__WHAT THE TASK REQUIRES__
Give each line of the items below as one entry in a numbered list, skipping any blank lines and leaving the pictures out.

__DATASET__
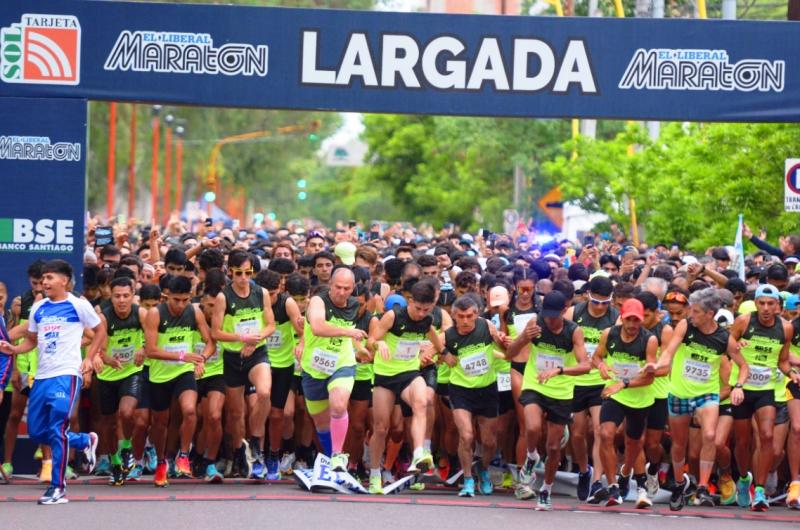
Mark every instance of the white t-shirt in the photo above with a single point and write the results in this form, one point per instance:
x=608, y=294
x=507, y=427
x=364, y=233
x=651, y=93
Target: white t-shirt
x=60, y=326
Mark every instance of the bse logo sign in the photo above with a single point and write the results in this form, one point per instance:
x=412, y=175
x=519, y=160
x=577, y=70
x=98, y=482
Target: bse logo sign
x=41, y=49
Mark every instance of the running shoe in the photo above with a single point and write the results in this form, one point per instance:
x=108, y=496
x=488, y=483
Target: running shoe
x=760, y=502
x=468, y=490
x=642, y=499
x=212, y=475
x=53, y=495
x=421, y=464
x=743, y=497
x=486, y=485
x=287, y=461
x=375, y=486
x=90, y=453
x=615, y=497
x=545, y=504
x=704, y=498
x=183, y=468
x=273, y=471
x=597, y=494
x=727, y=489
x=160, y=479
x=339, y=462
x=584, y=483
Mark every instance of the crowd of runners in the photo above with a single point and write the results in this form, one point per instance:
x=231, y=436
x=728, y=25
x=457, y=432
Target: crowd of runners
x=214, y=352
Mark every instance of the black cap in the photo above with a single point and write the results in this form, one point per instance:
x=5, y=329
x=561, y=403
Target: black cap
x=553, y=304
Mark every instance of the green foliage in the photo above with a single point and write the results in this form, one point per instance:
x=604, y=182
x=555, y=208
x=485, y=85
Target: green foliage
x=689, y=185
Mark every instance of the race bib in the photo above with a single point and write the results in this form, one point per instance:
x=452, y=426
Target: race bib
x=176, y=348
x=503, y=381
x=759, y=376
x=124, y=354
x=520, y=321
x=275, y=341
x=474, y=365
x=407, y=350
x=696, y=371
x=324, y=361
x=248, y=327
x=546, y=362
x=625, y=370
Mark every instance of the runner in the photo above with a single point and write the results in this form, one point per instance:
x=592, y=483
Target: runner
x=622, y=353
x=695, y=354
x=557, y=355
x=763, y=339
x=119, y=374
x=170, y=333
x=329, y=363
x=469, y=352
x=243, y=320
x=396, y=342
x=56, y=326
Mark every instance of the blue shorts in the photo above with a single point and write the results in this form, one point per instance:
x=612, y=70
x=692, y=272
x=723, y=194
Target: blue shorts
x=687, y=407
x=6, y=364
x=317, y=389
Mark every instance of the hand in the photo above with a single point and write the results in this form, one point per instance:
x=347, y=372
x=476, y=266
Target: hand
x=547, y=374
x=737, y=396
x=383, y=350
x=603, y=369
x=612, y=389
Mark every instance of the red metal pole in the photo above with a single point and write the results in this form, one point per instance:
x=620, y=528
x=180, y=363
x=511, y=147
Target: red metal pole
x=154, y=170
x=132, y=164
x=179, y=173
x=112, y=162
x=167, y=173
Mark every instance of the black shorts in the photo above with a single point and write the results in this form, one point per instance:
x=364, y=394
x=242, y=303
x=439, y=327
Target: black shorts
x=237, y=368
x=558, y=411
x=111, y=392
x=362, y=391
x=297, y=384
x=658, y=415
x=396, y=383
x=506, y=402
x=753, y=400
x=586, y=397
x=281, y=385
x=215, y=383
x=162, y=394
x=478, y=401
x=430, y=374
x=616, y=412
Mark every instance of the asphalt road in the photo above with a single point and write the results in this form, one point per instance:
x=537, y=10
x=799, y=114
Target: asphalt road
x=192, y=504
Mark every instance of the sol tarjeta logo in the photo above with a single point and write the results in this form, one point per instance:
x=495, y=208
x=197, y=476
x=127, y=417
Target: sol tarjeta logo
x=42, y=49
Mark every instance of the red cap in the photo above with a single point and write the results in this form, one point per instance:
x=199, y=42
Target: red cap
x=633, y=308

__ANSWER TO THE PROBLEM__
1. Mark every instance of the white t-shirt in the photo above with a single point and write the results in this form, one point per instance:
2. x=608, y=294
3. x=507, y=427
4. x=364, y=233
5. x=651, y=93
6. Target: white t-shirt
7. x=60, y=326
8. Mark every instance of the bse logo sign in the photo above with a single point and write the results in this form, one point per instance:
9. x=412, y=175
10. x=519, y=160
11. x=577, y=70
12. x=98, y=482
13. Target: bse logo sign
14. x=41, y=49
15. Mark every instance of the running shoe in the photo above with a single point and write the results in this form, one point per instance:
16. x=108, y=496
17. x=488, y=483
18. Target: running shoe
19. x=760, y=502
20. x=468, y=490
21. x=642, y=499
22. x=212, y=475
23. x=53, y=495
24. x=421, y=464
25. x=743, y=497
26. x=486, y=485
27. x=287, y=461
28. x=375, y=486
29. x=90, y=453
30. x=615, y=497
31. x=545, y=504
32. x=704, y=498
33. x=183, y=468
34. x=273, y=471
35. x=597, y=494
36. x=727, y=489
37. x=160, y=479
38. x=339, y=462
39. x=584, y=483
40. Mark every instance of the crowd of runners in the photo above with a single point and write the results in this form, one point per instance:
41. x=231, y=436
42. x=728, y=25
43. x=457, y=432
44. Target: crowd of runners
45. x=214, y=352
46. Mark every instance of the black cap in the photo above with a single point and write the results in this form, one point per instance:
47. x=5, y=329
48. x=561, y=403
49. Target: black cap
50. x=553, y=304
51. Mark every instance of the green foliage in the photo above with a single point and write the results in this form, one point per instance:
52. x=604, y=182
53. x=555, y=208
54. x=485, y=85
55. Target: green foliage
56. x=689, y=185
57. Mark every instance of the race bib in the photo above with a single point and write the results in this form, one point per instance:
58. x=452, y=426
59. Target: race bib
60. x=176, y=348
61. x=503, y=381
62. x=759, y=376
63. x=124, y=354
64. x=520, y=321
65. x=275, y=341
66. x=474, y=365
67. x=407, y=350
68. x=696, y=371
69. x=324, y=361
70. x=248, y=327
71. x=546, y=362
72. x=625, y=370
73. Mark every instance of the runner in the photo above with a single point and write the results in this form, one point per instance:
74. x=592, y=483
75. Target: runner
76. x=622, y=353
77. x=695, y=354
78. x=557, y=355
79. x=763, y=339
80. x=119, y=374
81. x=170, y=333
82. x=329, y=363
83. x=469, y=352
84. x=243, y=320
85. x=396, y=342
86. x=56, y=326
87. Mark every instance of the blue shorts in the photo above with a single point and write the results in this form, one point per instance:
88. x=612, y=70
89. x=692, y=272
90. x=723, y=194
91. Target: blue shorts
92. x=687, y=407
93. x=6, y=364
94. x=317, y=389
95. Mark every instance of the hand in the photo above with a single point and write the results in this form, one point per instance:
96. x=347, y=372
97. x=476, y=266
98. Target: hand
99. x=547, y=374
100. x=737, y=396
101. x=383, y=350
102. x=603, y=369
103. x=612, y=389
104. Mark every instance of the red metal pole in the photo above with a single point and write the results in this form, one point per instance:
105. x=620, y=528
106. x=180, y=363
107. x=511, y=147
108. Target: red metal pole
109. x=154, y=170
110. x=132, y=164
111. x=179, y=173
112. x=112, y=162
113. x=167, y=173
114. Mark every instance of the black shorts in the photo above with a single point and write the results in this form, one point per instance:
115. x=364, y=394
116. x=242, y=303
117. x=439, y=327
118. Target: black shorts
119. x=237, y=368
120. x=558, y=411
121. x=111, y=392
122. x=362, y=391
123. x=297, y=384
124. x=658, y=415
125. x=396, y=383
126. x=506, y=402
127. x=753, y=400
128. x=586, y=397
129. x=281, y=385
130. x=215, y=383
131. x=162, y=394
132. x=478, y=401
133. x=430, y=374
134. x=616, y=412
135. Mark every instance of the asphalt road in the photo above with a single point and write the results in this form, one point per instance:
136. x=537, y=10
137. x=799, y=114
138. Target: asphalt road
139. x=192, y=504
140. Mark every instance of the sol tarjeta logo in the photo above with a single point and write the results in this form, one point per instance:
141. x=495, y=208
142. x=197, y=476
143. x=127, y=417
144. Target: sol tarjeta logo
145. x=42, y=49
146. Mark every instance of the red cap in the photo above with a single point and write the results in this form, one point per instance:
147. x=199, y=42
148. Target: red cap
149. x=633, y=308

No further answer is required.